## Consegna
Spiega perché, secondo il commento alla Lettera agli Ebrei, l'uso del verbo anaférō è significativo.

## Documento
# # # # #

Il brano tratto dalla Lettera agli Ebrei comincia ricapitolando quanto detto in precedenza nella lettera: con la risurrezione, Gesù Cristo, sommo sacerdote eterno, non è entrato in un santuario “terreno” (fatto da mani d’uomo), come faceva ogni anno il sommo sacerdote. Egli ha fatto il suo ingresso nel cielo stesso, santuario autentico, e si è presentato di fronte a Dio (v. 24; cf. 9,11). Gesù Cristo risorto è vivo e per questo può intercedere “ora” in favore degli uomini (7,25), mentre si trova presso il Padre. Il Figlio, infatti, è autore di un sacrificio superiore a quello del culto antico, perché non deve offrirlo più volte; egli ha offerto se stesso una volta per tutte, in maniera tale che con il proprio sangue (e non con quello animale) possa essere cancellato (in greco si usa la parola athétēsis, «rimozione, annullamento») il peccato (vv. 25–26; cf. 9,12–14). In questa parte si esalta soprattutto il valore della sofferenza patita (v. 26; 2,9) e si insiste sull’attualità della salvezza: «Invece, ora, una volta sola, nella pienezza dei tempi…» (v. 26). La duplice ripetizione dell’avverbio «ora» (v. 25 e v. 26) assume un significato particolare nel contesto della celebrazione eucaristica: è proprio nella liturgia infatti che la parola di Dio diviene attuale e realizza quanto annuncia, annullando il peccato e rendendo efficace il sacrificio di Cristo. La lettura si conclude quindi con un riferimento al giudizio e alla fine dei tempi. Il giudizio divino sarà caratterizzato da un esame particolare in cui ogni singola persona sarà giudicata individualmente in base alle azioni compiute (v. 27); alla fine dei tempi, invece, il giudizio avrà una dimensione universale e globale (v. 28) e sarà un momento atteso in cui si compiranno le promesse divine. Mentre si annuncia il giudizio, tuttavia, si ricorda, in un inciso, la salvezza realizzata da Gesù Cristo («così Cristo, dopo essersi offerto una sola volta per togliere il peccato di molti», v. 28). L’uso del verbo anaférō, «portare», è significativo, perché con esso si può indicare sia l’atto con cui Gesù Cristo ha portato via, ha tolto i peccati, sia l’atto con cui il Signore ne ha portato il peso, caricandoli su di sé (cf. 1 Pt 2,24). È proprio in virtù della redenzione compiuta da Gesù Cristo che si può attendere con speranza il momento in cui il Signore renderà giustizia ad ognuno, in virtù del suo amore e della sua misericordia.

# # # # #

## Dati forniti
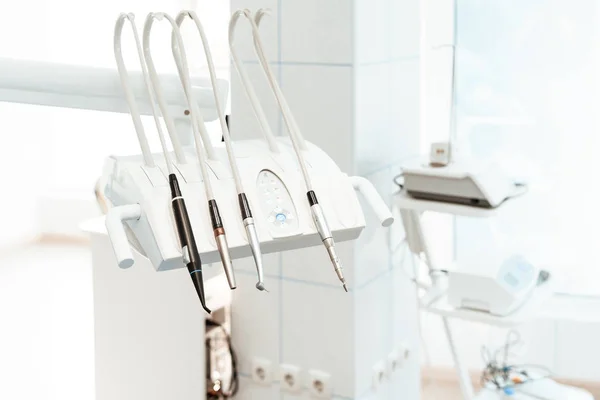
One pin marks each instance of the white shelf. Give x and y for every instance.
(405, 201)
(529, 310)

# # # # #

## Soluzione
Con questo verbo si possono indicare due atti: quello con cui Gesù Cristo ha portato via, cioè ha tolto, i peccati, e quello con cui il Signore ne ha portato il peso, caricandoli su di sé.